> [Material for this task]

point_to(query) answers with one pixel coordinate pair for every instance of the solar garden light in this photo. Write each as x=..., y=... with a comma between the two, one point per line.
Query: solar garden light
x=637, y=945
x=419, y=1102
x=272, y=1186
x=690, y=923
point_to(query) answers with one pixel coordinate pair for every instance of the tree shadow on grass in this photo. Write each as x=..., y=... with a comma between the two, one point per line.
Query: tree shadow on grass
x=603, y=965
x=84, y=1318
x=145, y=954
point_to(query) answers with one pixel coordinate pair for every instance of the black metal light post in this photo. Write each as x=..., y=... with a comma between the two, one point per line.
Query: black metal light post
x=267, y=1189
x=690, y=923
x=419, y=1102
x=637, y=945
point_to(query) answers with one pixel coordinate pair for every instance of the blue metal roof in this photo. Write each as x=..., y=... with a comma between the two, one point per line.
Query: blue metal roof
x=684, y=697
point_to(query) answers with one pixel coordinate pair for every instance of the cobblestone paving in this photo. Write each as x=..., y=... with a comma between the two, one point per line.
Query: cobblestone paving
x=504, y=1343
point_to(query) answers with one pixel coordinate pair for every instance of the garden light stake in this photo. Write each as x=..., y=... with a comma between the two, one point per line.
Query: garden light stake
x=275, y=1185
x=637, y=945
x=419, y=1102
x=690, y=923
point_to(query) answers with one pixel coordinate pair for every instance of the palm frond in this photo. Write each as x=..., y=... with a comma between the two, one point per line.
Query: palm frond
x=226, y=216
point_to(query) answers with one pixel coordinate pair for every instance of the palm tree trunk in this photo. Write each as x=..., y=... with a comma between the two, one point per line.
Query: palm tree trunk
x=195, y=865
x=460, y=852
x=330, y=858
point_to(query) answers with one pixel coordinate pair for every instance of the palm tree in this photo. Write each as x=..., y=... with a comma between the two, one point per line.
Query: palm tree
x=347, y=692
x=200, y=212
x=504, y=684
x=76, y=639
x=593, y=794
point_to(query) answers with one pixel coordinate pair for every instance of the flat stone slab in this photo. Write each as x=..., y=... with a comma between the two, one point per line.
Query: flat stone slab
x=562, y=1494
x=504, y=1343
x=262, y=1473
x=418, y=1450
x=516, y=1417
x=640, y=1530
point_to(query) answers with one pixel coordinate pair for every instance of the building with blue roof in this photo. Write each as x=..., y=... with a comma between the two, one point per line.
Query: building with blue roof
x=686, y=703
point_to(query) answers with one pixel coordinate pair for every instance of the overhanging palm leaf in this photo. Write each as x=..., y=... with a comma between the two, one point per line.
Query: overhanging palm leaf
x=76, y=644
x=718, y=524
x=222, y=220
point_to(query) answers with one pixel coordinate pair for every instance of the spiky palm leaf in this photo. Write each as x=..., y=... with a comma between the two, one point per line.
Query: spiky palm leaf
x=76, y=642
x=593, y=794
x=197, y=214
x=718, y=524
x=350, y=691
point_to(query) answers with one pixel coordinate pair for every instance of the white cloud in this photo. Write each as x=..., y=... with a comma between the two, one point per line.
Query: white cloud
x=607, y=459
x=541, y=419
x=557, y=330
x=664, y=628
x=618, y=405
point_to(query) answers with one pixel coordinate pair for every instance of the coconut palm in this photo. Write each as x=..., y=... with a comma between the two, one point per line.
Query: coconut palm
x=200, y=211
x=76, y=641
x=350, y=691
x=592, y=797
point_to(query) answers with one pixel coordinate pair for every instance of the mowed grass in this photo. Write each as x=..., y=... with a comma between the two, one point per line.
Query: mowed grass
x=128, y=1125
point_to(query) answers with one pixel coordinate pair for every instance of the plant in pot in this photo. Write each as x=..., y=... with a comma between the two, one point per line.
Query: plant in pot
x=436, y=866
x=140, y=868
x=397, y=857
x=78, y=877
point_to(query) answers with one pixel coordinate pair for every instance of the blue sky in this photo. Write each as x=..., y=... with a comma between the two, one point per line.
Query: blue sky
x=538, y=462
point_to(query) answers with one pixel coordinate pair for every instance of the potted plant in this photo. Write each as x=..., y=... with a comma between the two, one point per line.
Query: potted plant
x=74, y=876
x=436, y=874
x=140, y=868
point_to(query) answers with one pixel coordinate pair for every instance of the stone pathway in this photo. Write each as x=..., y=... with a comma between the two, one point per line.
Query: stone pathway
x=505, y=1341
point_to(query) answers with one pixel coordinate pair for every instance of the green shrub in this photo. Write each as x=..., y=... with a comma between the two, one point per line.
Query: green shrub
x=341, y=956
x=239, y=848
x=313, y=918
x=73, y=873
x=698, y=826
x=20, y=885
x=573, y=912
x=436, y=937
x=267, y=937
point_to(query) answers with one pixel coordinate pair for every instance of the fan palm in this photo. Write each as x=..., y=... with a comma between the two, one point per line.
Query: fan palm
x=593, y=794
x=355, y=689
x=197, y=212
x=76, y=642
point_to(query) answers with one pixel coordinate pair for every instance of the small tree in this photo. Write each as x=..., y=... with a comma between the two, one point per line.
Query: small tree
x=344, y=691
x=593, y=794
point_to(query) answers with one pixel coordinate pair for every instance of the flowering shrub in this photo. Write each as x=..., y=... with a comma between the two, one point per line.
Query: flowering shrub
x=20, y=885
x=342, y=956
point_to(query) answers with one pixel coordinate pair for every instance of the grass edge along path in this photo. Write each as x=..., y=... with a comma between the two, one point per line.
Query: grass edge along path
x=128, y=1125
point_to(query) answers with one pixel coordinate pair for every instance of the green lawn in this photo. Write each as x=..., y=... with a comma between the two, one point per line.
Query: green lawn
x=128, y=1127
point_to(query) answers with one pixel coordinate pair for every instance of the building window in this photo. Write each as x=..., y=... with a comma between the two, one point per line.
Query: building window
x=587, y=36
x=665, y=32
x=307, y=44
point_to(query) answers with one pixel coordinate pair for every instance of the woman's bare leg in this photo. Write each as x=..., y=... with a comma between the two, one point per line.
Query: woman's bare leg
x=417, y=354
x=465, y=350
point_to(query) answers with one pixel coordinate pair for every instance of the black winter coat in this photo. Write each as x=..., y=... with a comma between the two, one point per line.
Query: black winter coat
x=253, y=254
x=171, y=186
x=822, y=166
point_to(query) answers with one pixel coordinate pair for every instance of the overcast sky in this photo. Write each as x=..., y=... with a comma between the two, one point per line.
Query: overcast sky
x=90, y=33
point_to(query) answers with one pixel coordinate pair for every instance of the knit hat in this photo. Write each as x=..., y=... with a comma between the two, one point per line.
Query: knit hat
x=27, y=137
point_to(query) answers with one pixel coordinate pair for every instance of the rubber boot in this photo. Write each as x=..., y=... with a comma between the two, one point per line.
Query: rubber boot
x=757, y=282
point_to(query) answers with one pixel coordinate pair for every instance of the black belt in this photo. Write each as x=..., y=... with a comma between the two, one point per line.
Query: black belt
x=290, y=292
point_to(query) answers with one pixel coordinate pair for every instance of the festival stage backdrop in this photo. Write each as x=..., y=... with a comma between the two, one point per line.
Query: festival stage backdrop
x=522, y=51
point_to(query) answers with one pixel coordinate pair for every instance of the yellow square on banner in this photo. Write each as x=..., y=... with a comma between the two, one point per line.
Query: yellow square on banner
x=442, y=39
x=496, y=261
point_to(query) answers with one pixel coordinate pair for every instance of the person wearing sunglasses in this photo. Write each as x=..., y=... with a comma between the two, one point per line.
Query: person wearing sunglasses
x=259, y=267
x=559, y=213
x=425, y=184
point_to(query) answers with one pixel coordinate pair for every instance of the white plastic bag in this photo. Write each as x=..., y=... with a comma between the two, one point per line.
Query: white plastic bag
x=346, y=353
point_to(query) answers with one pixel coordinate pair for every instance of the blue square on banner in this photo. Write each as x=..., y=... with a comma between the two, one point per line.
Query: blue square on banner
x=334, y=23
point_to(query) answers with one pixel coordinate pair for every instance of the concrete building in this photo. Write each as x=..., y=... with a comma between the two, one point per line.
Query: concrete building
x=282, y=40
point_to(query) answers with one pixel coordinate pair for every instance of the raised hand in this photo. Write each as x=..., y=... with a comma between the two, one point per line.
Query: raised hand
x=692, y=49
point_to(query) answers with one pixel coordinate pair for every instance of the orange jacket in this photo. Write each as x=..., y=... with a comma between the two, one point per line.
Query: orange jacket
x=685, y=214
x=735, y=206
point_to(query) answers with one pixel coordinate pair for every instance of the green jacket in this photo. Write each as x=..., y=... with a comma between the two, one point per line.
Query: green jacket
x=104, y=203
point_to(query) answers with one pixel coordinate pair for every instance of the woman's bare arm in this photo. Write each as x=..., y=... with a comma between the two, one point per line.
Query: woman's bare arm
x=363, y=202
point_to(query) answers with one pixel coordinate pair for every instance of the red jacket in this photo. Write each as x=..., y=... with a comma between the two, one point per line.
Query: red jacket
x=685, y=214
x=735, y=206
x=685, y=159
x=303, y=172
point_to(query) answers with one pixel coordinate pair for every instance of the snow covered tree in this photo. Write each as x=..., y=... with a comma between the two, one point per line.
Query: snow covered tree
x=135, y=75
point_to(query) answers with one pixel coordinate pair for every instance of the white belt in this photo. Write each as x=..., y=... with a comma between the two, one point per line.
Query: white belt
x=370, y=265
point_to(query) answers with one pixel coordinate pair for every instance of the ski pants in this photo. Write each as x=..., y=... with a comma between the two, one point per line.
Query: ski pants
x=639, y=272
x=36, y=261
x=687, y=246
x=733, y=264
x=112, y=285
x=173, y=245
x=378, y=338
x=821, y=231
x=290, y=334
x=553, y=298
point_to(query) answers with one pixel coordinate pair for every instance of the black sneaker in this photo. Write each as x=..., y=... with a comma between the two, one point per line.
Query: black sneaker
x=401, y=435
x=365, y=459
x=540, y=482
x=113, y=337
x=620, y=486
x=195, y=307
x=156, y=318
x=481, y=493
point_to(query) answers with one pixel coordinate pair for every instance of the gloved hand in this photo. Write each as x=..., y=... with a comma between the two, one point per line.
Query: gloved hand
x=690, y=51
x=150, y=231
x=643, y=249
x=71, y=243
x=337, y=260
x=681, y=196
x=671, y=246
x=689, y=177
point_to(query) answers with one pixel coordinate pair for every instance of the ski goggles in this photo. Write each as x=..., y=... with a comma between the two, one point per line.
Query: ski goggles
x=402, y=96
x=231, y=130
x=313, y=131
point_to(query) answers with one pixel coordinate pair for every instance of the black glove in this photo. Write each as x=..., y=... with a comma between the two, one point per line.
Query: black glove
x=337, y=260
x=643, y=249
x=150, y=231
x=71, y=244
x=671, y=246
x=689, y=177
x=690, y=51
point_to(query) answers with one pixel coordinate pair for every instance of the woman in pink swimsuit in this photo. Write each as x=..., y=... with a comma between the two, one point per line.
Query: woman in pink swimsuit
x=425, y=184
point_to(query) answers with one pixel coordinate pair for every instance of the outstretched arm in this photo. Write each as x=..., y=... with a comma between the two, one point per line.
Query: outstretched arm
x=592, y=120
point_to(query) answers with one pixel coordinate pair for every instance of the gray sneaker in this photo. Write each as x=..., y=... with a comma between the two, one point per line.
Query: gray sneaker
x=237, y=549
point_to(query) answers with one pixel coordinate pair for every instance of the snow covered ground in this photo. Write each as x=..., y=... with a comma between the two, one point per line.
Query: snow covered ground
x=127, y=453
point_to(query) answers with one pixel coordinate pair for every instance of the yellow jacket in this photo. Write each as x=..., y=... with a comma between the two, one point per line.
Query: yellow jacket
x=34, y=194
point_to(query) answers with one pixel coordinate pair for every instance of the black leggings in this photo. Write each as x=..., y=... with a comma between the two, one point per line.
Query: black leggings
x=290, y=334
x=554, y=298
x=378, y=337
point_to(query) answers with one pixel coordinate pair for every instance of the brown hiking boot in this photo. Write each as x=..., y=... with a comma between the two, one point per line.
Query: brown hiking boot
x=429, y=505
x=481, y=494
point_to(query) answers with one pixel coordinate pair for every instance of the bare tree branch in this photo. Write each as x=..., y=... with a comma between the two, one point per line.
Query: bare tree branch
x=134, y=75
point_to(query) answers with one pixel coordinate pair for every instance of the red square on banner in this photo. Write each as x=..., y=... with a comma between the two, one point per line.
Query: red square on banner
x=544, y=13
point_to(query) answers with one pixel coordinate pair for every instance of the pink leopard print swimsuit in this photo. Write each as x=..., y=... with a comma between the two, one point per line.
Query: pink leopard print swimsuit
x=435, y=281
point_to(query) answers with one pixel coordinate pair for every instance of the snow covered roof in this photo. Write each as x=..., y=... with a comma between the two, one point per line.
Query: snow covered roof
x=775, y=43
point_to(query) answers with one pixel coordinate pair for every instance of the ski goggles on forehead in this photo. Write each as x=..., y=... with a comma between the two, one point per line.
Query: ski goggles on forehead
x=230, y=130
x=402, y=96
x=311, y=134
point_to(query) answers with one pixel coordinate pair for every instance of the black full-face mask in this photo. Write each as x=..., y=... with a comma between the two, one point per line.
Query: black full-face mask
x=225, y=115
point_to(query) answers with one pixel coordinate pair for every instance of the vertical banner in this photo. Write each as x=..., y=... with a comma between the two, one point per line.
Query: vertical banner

> [Objective]
Copy the lines of the data above verbatim, starting at the line containing "of the overhanging" and ending at the line containing "x=538, y=462".

> [Solution for this exercise]
point_to(query) answers with one pixel coordinate pair for every instance of the overhanging palm leaf in this photo. Write each as x=..., y=... with a comma between the two, one point per line.
Query: overhanging palm leaf
x=76, y=644
x=718, y=524
x=222, y=220
point_to(query) answers with one pixel coordinate pair for every instance of the spiky palm leaf in this photo. Write each as x=..., y=... with a comma between the two, one point per line.
Query: spiky palm leaf
x=76, y=642
x=593, y=794
x=197, y=214
x=718, y=524
x=350, y=691
point_to(query) answers with one pixel coordinate pair for every instance of the white cloud in this photo. Write each as x=..., y=... with a comma between the two, one point per line.
Query: white cloud
x=607, y=459
x=541, y=419
x=557, y=330
x=664, y=628
x=618, y=405
point_to(query) answers with one pixel coordinate pair for every instance of the coconut palm in this photo. Write each as x=..., y=... with a comma between the two, one point per line.
Query: coconut palm
x=200, y=211
x=76, y=641
x=350, y=691
x=592, y=797
point_to(query) answers with one pixel coordinate pair for every instance of the mowed grass in this photo. Write each as x=..., y=... with a comma between the two, one point per line.
Query: mowed grass
x=128, y=1125
point_to(query) answers with one pixel coordinate pair for every instance of the plant in pot in this photo. Write each as x=..., y=... with a comma between the two, one point per line.
Query: plant in pot
x=436, y=866
x=140, y=868
x=397, y=857
x=78, y=877
point_to(query) answers with one pixel coordinate pair for every instance of the blue sky in this photo. Write each as x=..., y=... with a comma between the two, one point per line.
Query: blue sky
x=538, y=462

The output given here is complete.